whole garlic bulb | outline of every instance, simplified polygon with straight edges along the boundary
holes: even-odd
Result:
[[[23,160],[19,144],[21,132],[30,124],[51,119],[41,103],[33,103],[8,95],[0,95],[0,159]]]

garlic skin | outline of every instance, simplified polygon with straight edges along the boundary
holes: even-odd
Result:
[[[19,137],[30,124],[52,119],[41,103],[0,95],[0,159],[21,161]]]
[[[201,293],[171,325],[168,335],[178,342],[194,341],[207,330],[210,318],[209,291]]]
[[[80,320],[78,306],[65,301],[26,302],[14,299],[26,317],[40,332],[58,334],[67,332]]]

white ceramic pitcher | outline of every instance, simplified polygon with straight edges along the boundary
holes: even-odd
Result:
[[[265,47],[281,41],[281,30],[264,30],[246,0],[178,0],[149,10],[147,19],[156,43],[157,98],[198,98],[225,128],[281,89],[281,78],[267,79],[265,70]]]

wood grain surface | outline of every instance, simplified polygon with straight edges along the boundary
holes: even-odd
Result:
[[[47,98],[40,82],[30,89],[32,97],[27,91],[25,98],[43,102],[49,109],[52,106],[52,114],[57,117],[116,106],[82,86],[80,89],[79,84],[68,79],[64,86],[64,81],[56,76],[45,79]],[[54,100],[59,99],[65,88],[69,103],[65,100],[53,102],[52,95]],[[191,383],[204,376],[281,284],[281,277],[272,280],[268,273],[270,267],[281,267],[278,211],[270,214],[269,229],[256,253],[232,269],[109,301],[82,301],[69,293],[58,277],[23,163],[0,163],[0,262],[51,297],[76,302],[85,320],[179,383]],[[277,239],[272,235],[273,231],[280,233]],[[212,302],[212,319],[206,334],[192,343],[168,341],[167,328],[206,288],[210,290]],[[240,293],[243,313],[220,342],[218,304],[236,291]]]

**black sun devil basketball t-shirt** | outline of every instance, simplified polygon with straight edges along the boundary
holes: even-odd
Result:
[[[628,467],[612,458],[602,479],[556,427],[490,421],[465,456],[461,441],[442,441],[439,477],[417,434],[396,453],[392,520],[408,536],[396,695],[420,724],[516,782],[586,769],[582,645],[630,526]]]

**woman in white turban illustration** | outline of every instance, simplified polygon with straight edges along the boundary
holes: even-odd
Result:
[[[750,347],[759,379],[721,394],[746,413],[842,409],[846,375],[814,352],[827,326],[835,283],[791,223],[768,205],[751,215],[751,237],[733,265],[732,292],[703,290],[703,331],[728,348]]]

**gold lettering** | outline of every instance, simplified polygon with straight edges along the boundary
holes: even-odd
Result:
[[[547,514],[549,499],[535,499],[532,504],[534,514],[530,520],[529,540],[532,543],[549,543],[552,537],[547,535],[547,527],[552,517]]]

**TASK INSTRUCTIONS:** Send back exactly the lines from the line with "sun devil basketball" through the end of the records.

**OUTPUT FOR THIS TASK:**
**black sun devil basketball t-shirt** | outline of every instance, simplified polygon with straight edges along the boundary
holes: even-odd
Result:
[[[628,467],[612,458],[602,479],[556,427],[490,421],[465,456],[461,441],[442,441],[439,477],[417,434],[396,453],[392,520],[408,536],[396,695],[420,724],[516,782],[586,769],[582,645],[630,526]]]

**woman in white turban illustration** | outline of every instance, simplified polygon with straight edges along the boundary
holes: even-odd
Result:
[[[750,347],[759,379],[721,394],[746,413],[842,409],[846,375],[814,352],[827,326],[835,283],[791,223],[768,205],[751,215],[751,237],[733,265],[732,292],[703,290],[703,331],[728,348]]]

**gold lettering** | outline of every instance, simplified polygon with straight edges along the boundary
holes: even-odd
Result:
[[[547,514],[549,499],[535,499],[532,504],[534,514],[530,520],[529,540],[532,543],[549,543],[552,537],[547,535],[547,527],[552,517]]]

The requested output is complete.